Questions to answer —
a) Sum up the article on depleted uranium ammunition in two sentences.
b) Go on with the article on depleted uranium ammunition, picking up after its last sentence.

Text provided —
▼
A nuclear policy group is calling for more research on the health effects of special ammunition used by the U.S. military in the Iraq and other wars.
Tank-busting shells made of an extremely dense metal called depleted uranium are a Pentagon favorite. The super-hard shells penetrate heavy armor extremely well. They were used extensively in Iraq, as well as in the last Gulf war, and in the Balkans.
But depleted uranium is slightly radioactive, and can be toxic at high levels. Executive Director Charles Sheehan-Miles of the Nuclear Policy Research Institute says civilians may be at risk, even after combat is over.
"On impact the rounds burn into tiny particles. These blow into the air from the explosion," he said. "They settle around the impact site. They fill the damaged vehicle, and they can be inhaled or ingested by anyone who enters or climbs on the damaged vehicle."
Mr. Sheehan-Miles says children playing on damaged tanks may be especially at risk. Depleted uranium that finds its way into food crops and ground water may also pose a health risk.
Iraqi health officials have reported increases in birth defects and cancers since the 1991 Gulf War, especially in children. These figures have not been independently verified.
Mr. Sheehan-Miles says the health risks from depleted uranium, or DU, may be greater after the latest war in Iraq.
"DU munitions were fired over a longer period of time in sustained combat for several weeks. They were also used in highly populated urban areas," he said. "DU munitions were fired in Baghdad and in the other cities. So this dramatically increases the urgency of dealing with this issue."
▲
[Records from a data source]
▼
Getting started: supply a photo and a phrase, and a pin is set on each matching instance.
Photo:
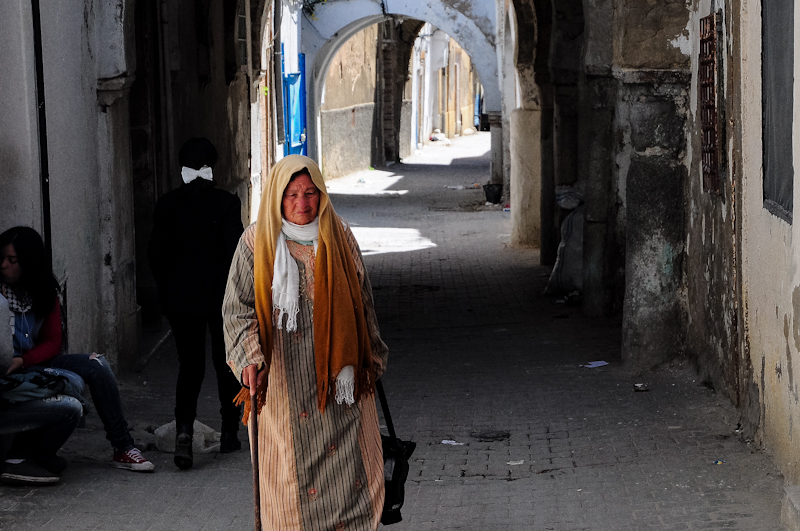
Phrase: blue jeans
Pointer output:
(45, 424)
(96, 372)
▲
Results for the exercise —
a) A nuclear policy group wants more research on the health effects of depleted uranium shells, which the U.S. military used in Iraq, the last Gulf war and the Balkans. Charles Sheehan-Miles, the group's executive director, says the particles left by these slightly radioactive shells may put civilians, especially children, at risk, and that the danger may be greater after the latest Iraq war because the shells were fired for weeks in cities like Baghdad.

b)
The U.S. military disagrees. Pentagon officials say depleted uranium ammunition does not pose any health risk.
Studies on the issue have been mostly incomplete or inconclusive. The U.S. National Academy of Sciences says there is some evidence that depleted uranium exposure does not cause kidney damage, and at low doses does not cause lung cancer. But the study says there is not enough data to make a conclusion about higher-level exposure. And the Academy says it just can not say whether depleted uranium causes other kinds of cancer, or other diseases.
The Nuclear Policy Research Institute is calling for independent studies on the health effects of depleted uranium in Iraq. Mr. Sheehan-Miles says if the coalition forces do not trust Iraqi studies on depleted uranium, they need to allow outside doctors to evaluate the claims.
"The medical experts need to make that determination, not policy experts," he said.
The Institute is also calling on coalition forces to cordon off and clean up depleted uranium-contaminated sites.